» Task objective
Copy out exactly the line that contains "sample: <point>885,378</point>" and all lines following it to the end of the data.

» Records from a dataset
------------------------------------------------------------------------
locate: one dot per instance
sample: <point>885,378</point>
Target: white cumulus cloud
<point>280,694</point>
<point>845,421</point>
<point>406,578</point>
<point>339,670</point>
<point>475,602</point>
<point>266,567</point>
------------------------------------------------------------------------
» Solution below
sample: <point>885,378</point>
Target: white cumulus cloud
<point>280,694</point>
<point>845,421</point>
<point>406,578</point>
<point>339,670</point>
<point>475,602</point>
<point>266,567</point>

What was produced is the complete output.